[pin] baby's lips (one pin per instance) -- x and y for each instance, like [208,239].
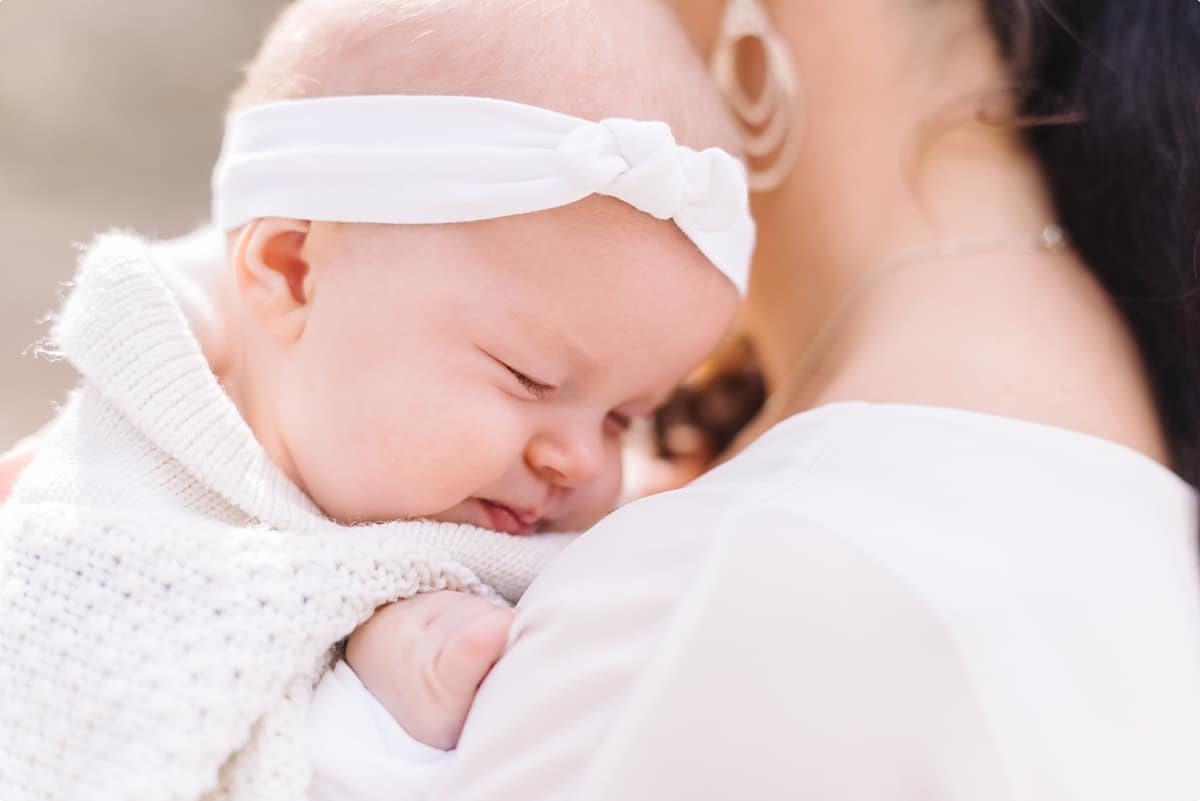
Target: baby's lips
[505,519]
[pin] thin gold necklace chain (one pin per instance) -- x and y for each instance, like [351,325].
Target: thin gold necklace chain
[1050,238]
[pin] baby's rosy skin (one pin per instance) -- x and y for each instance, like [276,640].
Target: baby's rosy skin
[425,657]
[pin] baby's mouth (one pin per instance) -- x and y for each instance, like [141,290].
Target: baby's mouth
[503,518]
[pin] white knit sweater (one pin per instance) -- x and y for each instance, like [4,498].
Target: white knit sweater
[168,598]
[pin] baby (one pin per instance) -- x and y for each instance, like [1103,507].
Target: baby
[447,291]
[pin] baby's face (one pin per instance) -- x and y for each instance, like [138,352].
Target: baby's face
[485,373]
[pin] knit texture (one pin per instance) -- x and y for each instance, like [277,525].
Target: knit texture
[169,598]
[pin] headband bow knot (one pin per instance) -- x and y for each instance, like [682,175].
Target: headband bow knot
[642,164]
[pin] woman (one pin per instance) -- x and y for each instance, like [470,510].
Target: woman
[982,584]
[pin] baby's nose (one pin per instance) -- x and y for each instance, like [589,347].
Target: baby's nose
[568,459]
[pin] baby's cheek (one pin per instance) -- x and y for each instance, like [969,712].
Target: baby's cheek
[591,503]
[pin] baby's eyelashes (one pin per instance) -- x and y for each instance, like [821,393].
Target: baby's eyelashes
[537,389]
[618,423]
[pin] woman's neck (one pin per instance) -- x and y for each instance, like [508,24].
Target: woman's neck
[891,166]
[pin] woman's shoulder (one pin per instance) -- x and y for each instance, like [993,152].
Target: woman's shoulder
[952,521]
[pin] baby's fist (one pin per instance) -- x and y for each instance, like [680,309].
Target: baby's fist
[424,658]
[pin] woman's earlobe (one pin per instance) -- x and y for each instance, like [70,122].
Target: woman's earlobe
[274,275]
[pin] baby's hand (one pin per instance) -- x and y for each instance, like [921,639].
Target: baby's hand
[424,658]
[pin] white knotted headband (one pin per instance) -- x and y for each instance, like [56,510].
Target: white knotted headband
[412,158]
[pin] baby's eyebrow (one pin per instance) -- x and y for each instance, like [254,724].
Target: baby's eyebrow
[552,336]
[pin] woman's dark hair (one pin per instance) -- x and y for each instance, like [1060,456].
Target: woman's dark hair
[1111,94]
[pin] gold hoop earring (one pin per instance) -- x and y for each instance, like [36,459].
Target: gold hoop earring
[769,125]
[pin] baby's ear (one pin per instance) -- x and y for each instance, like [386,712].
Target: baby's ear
[273,273]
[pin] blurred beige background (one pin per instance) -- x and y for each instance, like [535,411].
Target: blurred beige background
[109,116]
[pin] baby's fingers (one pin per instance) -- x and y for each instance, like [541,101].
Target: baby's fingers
[467,645]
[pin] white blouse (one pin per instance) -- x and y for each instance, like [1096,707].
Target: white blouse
[871,603]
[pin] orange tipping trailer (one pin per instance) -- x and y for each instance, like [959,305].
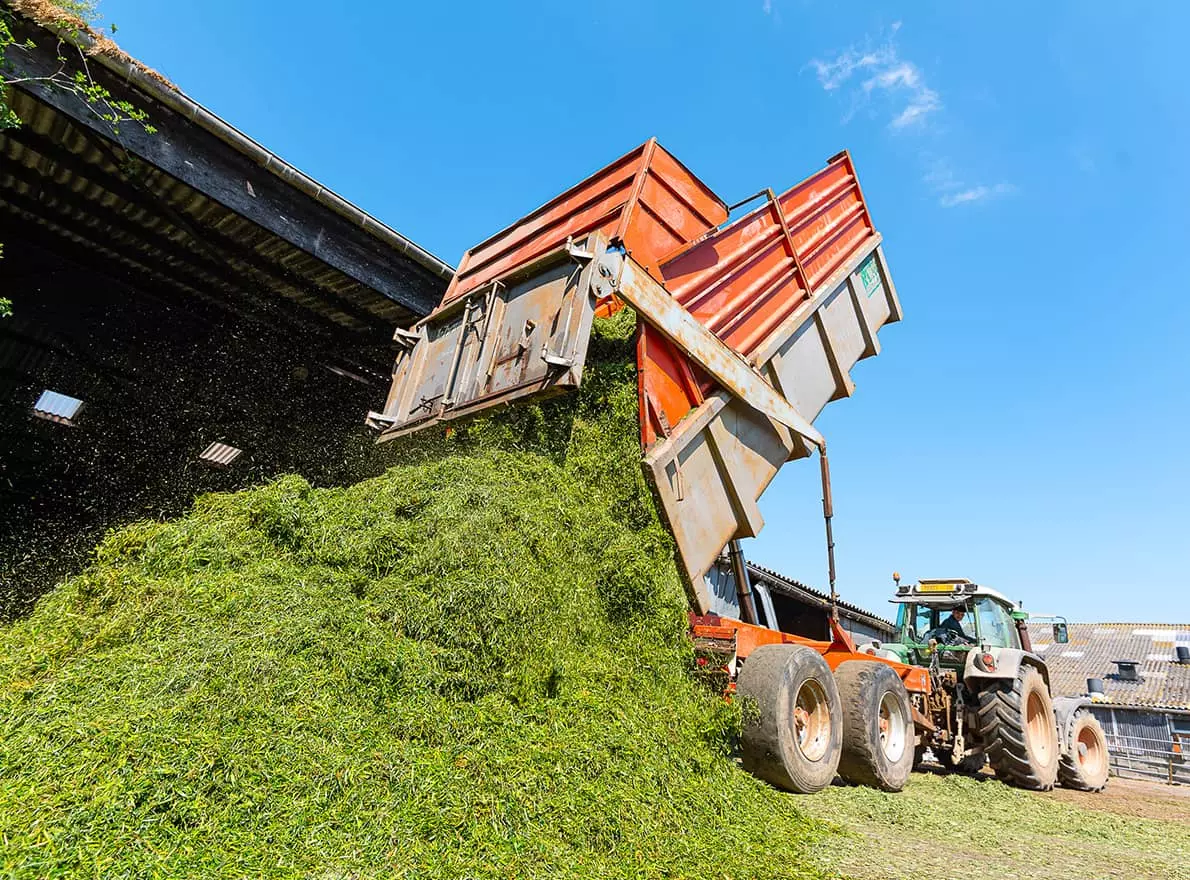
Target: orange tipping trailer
[746,329]
[646,200]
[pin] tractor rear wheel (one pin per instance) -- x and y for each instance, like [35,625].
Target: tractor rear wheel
[793,735]
[877,725]
[1019,730]
[1085,763]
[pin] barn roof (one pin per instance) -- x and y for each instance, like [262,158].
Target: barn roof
[1094,647]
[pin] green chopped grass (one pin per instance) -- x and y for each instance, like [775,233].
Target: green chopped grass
[474,666]
[471,666]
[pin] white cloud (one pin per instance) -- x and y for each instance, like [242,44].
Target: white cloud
[952,191]
[899,81]
[979,193]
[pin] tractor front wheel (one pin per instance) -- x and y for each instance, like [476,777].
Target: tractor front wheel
[1085,763]
[1019,730]
[793,728]
[877,725]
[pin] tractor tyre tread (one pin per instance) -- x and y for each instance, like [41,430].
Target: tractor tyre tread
[1001,713]
[1071,773]
[863,686]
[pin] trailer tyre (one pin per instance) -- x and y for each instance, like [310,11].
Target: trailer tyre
[877,725]
[1019,730]
[793,729]
[1084,766]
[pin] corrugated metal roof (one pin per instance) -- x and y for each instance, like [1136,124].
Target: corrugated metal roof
[1094,647]
[57,407]
[789,584]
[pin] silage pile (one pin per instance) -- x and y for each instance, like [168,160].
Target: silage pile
[471,666]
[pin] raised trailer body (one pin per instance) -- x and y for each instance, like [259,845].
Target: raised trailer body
[746,330]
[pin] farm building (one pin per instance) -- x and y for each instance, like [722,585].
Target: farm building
[1139,676]
[189,313]
[793,606]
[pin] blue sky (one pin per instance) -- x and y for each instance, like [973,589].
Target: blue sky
[1025,426]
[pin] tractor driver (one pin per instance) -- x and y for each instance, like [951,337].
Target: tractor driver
[953,623]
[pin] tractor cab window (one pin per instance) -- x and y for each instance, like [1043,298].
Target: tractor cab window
[996,624]
[915,622]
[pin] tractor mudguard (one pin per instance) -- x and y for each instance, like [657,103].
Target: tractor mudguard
[1008,663]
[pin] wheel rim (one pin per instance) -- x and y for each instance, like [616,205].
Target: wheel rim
[893,728]
[812,721]
[1040,730]
[1091,754]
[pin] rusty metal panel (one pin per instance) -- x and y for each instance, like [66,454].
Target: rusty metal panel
[715,465]
[524,335]
[646,201]
[747,280]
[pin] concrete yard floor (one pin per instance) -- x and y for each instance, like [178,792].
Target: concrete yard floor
[950,825]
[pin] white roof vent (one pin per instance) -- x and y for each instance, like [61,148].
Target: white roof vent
[57,407]
[220,455]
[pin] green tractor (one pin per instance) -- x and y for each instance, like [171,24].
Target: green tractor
[990,698]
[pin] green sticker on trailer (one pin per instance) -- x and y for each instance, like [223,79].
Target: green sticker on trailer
[870,275]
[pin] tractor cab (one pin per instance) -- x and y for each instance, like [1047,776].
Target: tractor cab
[952,616]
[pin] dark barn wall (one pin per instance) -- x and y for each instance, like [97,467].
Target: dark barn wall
[160,381]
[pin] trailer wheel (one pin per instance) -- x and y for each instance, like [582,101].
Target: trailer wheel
[1085,763]
[877,725]
[1019,730]
[794,735]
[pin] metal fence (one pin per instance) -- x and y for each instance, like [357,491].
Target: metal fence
[1145,744]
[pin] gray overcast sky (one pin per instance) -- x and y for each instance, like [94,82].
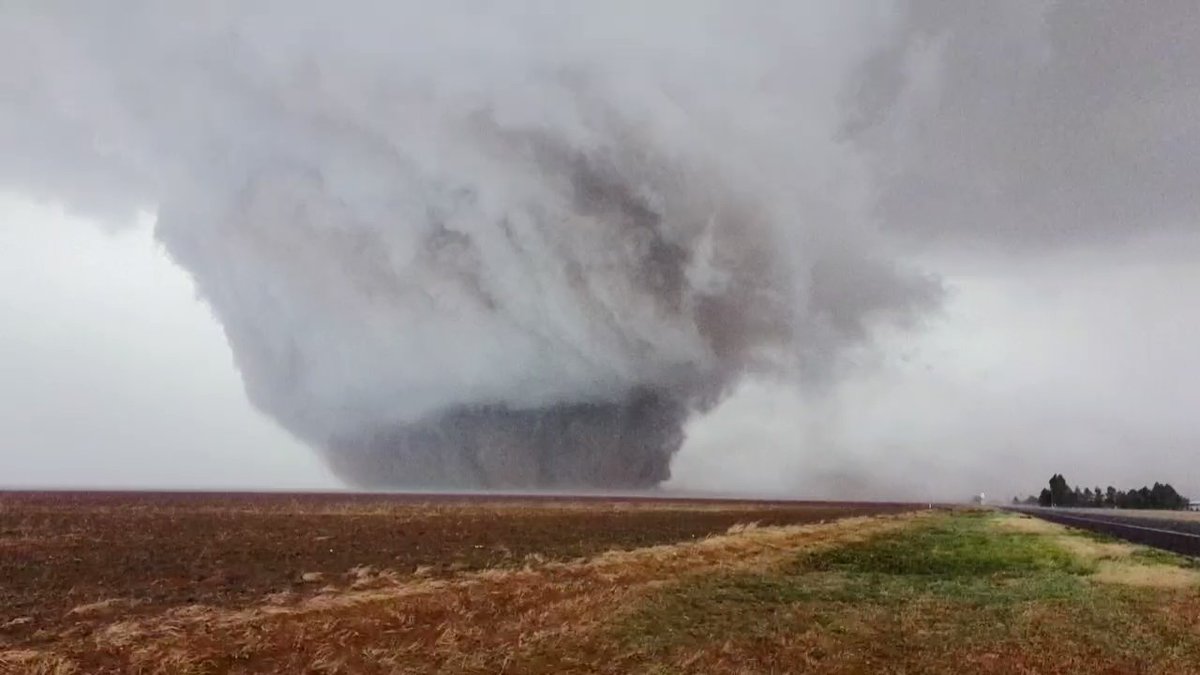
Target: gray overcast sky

----

— SET PROBLEM —
Copy every one of the records above exactly, line for line, and omit the pictures from your answer.

— COMPLETE RESPONSE —
[pin] baby's lips (one pin per instance) -- x and y for each instance, like [208,239].
Target: baby's lips
[505,519]
[pin] thin gold necklace chain (one pin per instance) -- x and y for each instance, like [351,325].
Target: thin gold necklace chain
[1050,238]
[pin] baby's rosy skin (one pin per instance) -- x and y for each instance, like [276,640].
Target: baby's rosy skin
[425,657]
[pin] baby's mouth (one pin per instance) -- x and y for each instance, like [141,290].
Target: baby's mouth
[503,518]
[pin] white knit sweater (one pin per instance) -- x and y for each instance, like [4,498].
Target: white knit sweater
[168,598]
[pin] baby (one pin per instance) -- x and y for each instance, like [1103,507].
Target: baby
[447,291]
[pin] baby's face (one pin per instance) -- x and y for each instance, like [138,352].
Target: baby's face
[485,373]
[pin] knit texture (one pin per instance) -- x and y for each instance, like [277,525].
Target: knit texture
[169,598]
[pin] headband bow knot (one pin per instance) -- x and y for each instance, like [682,175].
Target: headband bow knot
[642,164]
[pin] woman (one pin per instance) -- x and y for each instance, like [470,510].
Target: woman
[982,584]
[pin] baby's nose (one pin per instance) -- x and y for each instance, like [589,347].
Target: baby's nose
[568,459]
[pin] baby's cheek (one pin per instance) -- x and y for each instance, like [969,712].
Target: baby's cheek
[591,503]
[pin] baby's eyelashes (one pin per instance) -- x and y for each instance, like [821,393].
Target: baby's eyelashes
[537,389]
[618,423]
[pin] woman's neck (one pin per instance) -- x and y for each instance, like [508,24].
Target: woman's neck
[891,166]
[pin] woman's shoulder (one pin per instance) -- x and y for each instance, like [993,152].
Target: woman's shoulder
[952,521]
[pin] baby's fist (one pin per instance) -- x and y for each instance, like [680,309].
Target: baby's fist
[424,658]
[pin] woman's earlobe (one pin per instance) -- x and y for each instance, like [70,122].
Target: woman's earlobe
[274,275]
[pin] baby's hand (one pin per instance) -- x and y for each instance, like [921,639].
Target: baby's hand
[424,658]
[pin] white knotted headband (one pin per instance) -- x and y for each instance, like [56,510].
Target: white knotted headband
[412,158]
[pin] baby's eyebrow (one pin per instance) -- x and y for each instance, like [254,724].
Target: baby's eyebrow
[552,336]
[pin] woman's dark hair (one pin per instance) -- x and y for each instance, like [1060,456].
Target: woman's dark hair
[1111,94]
[pin] gold hoop earring (one pin per instance) -- x and y for each instance, like [36,459].
Target: gold hoop earring
[769,125]
[pin] baby's ear (one pin per instance) -- x and y for each instance, like [386,712].
Target: baby's ear
[273,273]
[pin] blurred beige background (one pin per instance) -- x and y for each instance, like [535,411].
Target: blurred beige background
[109,116]
[pin] baby's fingers (one pin per instance) -- x and y for each instance, like [541,101].
Target: baby's fingers
[467,645]
[pin] white blouse (one pin per instance) -- x and y for each instance, like [1096,707].
Target: white blouse
[871,603]
[pin] orange tipping trailer (one pin per instance) -- x and y for each instance, like [959,305].
Target: orange tipping trailer
[746,329]
[646,200]
[pin] tractor rear wheel (one pin per instance) -- x and y for each instance, like [35,625].
Target: tractor rear wheel
[793,735]
[877,725]
[1019,730]
[1085,763]
[pin] barn roof (one pin per instance) -- x and y for each instance, like [262,158].
Target: barn roof
[1094,647]
[pin] green chopped grass (one pin per instance) -- x and y for each instance, like [775,233].
Target: green chopped grass
[474,666]
[471,666]
[pin] white cloud (one pin per instance) -- x and y for each instance, like [242,44].
Target: white cloud
[952,191]
[899,81]
[979,193]
[pin] tractor front wheel (one pin per instance) -- x and y for each instance, like [476,777].
Target: tractor front wheel
[1085,763]
[1019,730]
[793,728]
[877,725]
[pin] tractor tyre tread (one pin per instance) -- x and y for each instance, like [41,430].
Target: tractor tyre tread
[1001,713]
[1071,773]
[863,686]
[pin] trailer tyre (one pin per instance) -- x and y for each instance, like [310,11].
Target: trailer tyre
[877,725]
[1019,730]
[793,729]
[1084,766]
[pin] corrugated metal roof (one pin per instance) -- x and y for each instance, like [1136,124].
Target: corrugated metal roof
[1094,647]
[57,407]
[789,584]
[pin] silage pile (one pin per instance) -- x and y for each instance, like [168,160].
Target: silage pile
[471,666]
[pin] raised trailer body (one pin per instance) -- x and y for each instance, like [259,845].
Target: raised trailer body
[746,330]
[pin] farm building (one pin per instance) -- x and y for each instance, like [722,585].
Target: farm building
[1139,676]
[189,313]
[793,606]
[pin] blue sky (one pin per instance) -- x and y for each instance, like [973,589].
Target: blue sky
[1025,426]
[pin] tractor driver (one pin per instance) -- x and y for each instance, like [951,337].
Target: tractor driver
[953,623]
[pin] tractor cab window (one pin per instance) -- x and y for each instance, like [1043,298].
Target: tractor cab window
[996,624]
[915,622]
[pin] tractor mudguard (one pin per instance) -- x and y for each instance, like [657,103].
Target: tractor mudguard
[1008,663]
[pin] wheel rim (one pin per instance) -- x and y for each instance, like [616,205].
Target: wheel rim
[893,728]
[812,721]
[1040,730]
[1091,754]
[pin] rusty metal panel (one pin per instance) -- x and y for each instance, like [66,454].
Target: rusty metal panel
[715,465]
[524,335]
[646,201]
[747,280]
[pin] concrete yard floor (one pin per instance) -- x and y for each instance, like [178,792].
Target: concrete yard floor
[950,825]
[pin] white roof vent (one pin per instance) -- x and y for each instance, like [61,148].
Target: white roof vent
[57,407]
[220,455]
[pin] green tractor (one pin per instance) -- x and y for each instance, like [171,24].
Target: green tractor
[990,698]
[pin] green sticker on trailer (one pin per instance) -- x and y for each instance, like [223,79].
Target: green sticker on trailer
[870,275]
[pin] tractor cab (one pin per instance) -- x and y for each instance, like [1047,776].
Target: tractor cab
[952,616]
[pin] dark barn wall (one pin per instance) -- x and y for each instance, like [97,467].
Target: dark barn wall
[160,381]
[pin] trailer wheel (one pin per instance) -- x and y for each instance, like [582,101].
Target: trailer wheel
[1085,763]
[877,725]
[1019,730]
[794,735]
[pin] metal fence (one pin per instance) -- x and y for each instance, like [357,491].
Target: metal fence
[1145,744]
[pin] gray overcast sky (one pin per instance) -- x and y for each instance, like [94,82].
Target: gray overcast sky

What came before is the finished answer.